▶ Exercise goal: Look through the material and copy each line holding "pole".

▶ Stored data:
=-=-=

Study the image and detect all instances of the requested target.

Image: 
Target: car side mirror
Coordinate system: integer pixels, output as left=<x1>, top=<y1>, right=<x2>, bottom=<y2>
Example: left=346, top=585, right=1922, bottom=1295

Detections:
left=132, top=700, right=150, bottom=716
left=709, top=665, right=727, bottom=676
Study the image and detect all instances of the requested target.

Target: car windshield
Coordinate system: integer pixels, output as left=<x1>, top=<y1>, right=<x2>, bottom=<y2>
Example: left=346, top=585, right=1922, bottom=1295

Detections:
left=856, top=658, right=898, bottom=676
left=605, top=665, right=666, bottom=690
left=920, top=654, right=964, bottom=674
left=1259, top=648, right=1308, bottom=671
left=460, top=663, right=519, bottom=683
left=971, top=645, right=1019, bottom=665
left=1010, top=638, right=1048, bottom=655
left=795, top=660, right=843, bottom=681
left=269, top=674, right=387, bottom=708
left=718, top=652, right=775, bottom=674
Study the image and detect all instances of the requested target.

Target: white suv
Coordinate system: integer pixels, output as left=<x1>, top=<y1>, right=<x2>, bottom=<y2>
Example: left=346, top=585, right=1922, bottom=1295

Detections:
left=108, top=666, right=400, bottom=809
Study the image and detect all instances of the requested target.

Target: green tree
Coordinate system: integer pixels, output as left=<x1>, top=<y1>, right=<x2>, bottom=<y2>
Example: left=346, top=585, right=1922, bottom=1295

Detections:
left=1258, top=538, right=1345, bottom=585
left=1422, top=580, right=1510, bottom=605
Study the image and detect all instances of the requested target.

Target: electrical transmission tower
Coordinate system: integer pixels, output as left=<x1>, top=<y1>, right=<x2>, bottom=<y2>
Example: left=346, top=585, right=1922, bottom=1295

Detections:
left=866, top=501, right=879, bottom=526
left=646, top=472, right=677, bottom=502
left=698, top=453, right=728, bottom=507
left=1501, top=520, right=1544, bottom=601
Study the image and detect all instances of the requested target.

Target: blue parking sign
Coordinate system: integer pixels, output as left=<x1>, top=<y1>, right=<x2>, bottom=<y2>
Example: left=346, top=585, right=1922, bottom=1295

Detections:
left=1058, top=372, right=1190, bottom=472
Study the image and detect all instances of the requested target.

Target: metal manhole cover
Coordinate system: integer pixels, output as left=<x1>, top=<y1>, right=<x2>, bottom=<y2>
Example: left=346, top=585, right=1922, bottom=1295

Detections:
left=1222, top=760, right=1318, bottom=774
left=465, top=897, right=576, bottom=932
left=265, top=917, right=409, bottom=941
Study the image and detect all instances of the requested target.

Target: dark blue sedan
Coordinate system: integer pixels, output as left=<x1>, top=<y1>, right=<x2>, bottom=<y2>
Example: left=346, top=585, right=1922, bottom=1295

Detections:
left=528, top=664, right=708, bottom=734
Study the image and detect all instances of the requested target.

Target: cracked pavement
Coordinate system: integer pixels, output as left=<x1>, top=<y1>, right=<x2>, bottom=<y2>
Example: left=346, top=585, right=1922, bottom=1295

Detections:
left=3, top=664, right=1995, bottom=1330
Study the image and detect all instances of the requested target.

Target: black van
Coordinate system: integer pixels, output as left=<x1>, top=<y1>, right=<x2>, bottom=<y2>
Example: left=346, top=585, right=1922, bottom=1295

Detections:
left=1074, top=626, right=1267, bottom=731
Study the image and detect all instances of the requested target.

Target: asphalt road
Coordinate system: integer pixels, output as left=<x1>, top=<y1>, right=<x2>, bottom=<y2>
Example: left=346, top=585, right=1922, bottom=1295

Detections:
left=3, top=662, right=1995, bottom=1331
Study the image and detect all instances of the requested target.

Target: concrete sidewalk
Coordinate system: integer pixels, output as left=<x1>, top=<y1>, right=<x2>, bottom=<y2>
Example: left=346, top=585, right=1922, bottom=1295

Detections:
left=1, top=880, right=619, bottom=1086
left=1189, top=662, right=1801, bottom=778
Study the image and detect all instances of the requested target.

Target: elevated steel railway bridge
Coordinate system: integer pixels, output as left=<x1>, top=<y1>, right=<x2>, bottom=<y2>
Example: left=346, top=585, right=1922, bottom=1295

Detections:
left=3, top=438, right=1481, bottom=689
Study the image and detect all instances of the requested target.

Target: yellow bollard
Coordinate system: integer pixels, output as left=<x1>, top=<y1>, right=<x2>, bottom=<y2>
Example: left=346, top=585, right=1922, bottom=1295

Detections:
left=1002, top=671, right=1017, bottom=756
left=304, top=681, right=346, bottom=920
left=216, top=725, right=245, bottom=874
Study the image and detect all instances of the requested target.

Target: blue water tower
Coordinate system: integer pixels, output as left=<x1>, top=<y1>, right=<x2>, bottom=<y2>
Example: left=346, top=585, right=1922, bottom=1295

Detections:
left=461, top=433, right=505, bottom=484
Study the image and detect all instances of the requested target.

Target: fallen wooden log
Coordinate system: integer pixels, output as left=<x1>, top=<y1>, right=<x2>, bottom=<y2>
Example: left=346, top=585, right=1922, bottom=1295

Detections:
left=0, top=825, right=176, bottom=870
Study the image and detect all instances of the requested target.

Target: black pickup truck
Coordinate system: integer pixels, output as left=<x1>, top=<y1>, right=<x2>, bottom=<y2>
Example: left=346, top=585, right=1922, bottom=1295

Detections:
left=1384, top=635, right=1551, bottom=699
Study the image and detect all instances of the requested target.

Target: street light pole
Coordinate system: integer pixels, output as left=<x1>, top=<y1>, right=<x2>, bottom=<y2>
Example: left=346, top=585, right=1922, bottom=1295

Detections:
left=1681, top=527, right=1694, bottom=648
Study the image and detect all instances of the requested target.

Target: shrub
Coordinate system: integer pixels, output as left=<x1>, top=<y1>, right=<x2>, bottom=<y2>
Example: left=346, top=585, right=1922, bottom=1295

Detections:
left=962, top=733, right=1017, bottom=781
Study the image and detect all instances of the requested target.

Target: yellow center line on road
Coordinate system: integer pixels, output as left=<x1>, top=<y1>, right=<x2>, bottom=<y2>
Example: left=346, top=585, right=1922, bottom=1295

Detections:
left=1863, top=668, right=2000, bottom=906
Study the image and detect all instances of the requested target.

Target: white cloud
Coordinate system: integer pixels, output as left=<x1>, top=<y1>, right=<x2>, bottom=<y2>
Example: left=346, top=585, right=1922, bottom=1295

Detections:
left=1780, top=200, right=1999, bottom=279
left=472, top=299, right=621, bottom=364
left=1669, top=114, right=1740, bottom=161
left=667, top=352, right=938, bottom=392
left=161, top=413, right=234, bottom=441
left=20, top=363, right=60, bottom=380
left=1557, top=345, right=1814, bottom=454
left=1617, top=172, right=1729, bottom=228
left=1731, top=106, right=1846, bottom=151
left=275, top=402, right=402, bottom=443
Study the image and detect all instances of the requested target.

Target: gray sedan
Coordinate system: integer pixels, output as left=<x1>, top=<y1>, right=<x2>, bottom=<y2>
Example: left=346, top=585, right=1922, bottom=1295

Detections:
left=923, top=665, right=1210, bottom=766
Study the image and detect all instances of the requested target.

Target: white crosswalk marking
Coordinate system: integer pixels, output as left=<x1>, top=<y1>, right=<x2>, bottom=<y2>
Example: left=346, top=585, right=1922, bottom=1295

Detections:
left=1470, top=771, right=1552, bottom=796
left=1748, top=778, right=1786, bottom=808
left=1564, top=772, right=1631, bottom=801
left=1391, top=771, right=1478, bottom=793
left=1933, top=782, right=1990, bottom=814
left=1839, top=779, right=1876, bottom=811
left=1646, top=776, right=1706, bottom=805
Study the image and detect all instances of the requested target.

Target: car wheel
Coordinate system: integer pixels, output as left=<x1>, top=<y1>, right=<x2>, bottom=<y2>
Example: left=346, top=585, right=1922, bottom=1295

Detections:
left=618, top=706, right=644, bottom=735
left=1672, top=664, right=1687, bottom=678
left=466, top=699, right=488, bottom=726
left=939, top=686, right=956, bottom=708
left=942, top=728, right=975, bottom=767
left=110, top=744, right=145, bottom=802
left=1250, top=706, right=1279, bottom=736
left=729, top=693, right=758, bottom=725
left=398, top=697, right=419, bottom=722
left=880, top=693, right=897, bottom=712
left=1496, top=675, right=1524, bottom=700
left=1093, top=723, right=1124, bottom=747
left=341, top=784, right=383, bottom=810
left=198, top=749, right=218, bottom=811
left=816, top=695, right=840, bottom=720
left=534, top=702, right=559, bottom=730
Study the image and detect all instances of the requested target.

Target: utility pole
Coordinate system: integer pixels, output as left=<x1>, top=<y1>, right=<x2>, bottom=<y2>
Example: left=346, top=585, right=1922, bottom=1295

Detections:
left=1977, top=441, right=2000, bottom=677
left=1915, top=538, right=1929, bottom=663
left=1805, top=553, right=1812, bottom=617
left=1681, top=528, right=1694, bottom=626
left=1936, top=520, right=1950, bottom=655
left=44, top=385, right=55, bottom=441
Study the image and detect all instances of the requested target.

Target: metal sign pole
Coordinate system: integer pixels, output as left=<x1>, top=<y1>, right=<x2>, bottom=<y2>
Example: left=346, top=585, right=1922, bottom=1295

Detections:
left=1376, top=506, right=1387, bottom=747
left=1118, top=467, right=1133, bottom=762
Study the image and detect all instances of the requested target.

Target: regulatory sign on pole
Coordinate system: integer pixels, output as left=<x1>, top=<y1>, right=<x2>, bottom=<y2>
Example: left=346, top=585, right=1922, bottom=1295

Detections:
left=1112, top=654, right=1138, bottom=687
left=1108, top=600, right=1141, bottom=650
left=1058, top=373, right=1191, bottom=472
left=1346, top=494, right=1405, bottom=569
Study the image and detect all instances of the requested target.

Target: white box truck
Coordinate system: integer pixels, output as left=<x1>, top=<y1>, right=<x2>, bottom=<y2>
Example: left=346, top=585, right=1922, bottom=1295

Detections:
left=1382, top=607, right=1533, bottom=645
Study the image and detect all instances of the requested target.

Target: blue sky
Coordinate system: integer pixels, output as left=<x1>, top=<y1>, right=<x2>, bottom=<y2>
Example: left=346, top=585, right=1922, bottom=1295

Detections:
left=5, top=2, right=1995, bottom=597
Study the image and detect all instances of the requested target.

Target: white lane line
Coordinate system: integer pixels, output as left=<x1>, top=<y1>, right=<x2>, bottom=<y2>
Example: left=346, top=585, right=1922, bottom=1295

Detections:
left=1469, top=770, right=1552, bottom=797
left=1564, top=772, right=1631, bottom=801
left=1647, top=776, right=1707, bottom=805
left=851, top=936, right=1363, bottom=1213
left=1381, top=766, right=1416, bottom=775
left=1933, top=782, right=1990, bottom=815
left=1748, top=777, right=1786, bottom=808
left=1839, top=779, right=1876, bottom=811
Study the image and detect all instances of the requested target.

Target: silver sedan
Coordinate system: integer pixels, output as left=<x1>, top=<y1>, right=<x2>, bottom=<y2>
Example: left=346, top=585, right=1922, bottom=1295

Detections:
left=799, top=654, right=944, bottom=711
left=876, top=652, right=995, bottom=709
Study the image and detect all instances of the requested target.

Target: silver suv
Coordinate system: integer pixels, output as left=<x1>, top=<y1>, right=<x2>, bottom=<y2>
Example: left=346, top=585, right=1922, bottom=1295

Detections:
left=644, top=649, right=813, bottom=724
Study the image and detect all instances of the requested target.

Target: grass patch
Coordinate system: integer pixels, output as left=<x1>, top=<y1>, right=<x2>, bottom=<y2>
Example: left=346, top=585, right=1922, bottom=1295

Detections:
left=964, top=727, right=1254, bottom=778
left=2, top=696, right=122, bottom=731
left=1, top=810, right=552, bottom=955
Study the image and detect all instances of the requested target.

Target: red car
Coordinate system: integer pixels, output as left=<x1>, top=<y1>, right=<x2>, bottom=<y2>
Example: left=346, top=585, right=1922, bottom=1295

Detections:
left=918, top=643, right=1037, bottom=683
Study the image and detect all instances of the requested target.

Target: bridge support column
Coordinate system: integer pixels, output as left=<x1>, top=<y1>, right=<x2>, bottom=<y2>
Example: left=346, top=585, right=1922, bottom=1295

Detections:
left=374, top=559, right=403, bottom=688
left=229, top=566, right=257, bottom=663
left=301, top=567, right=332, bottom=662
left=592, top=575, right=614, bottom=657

=-=-=

▶ Solution to this exercise:
Target: street light pole
Target: utility pole
Target: metal sign pole
Target: regulatory sign on pole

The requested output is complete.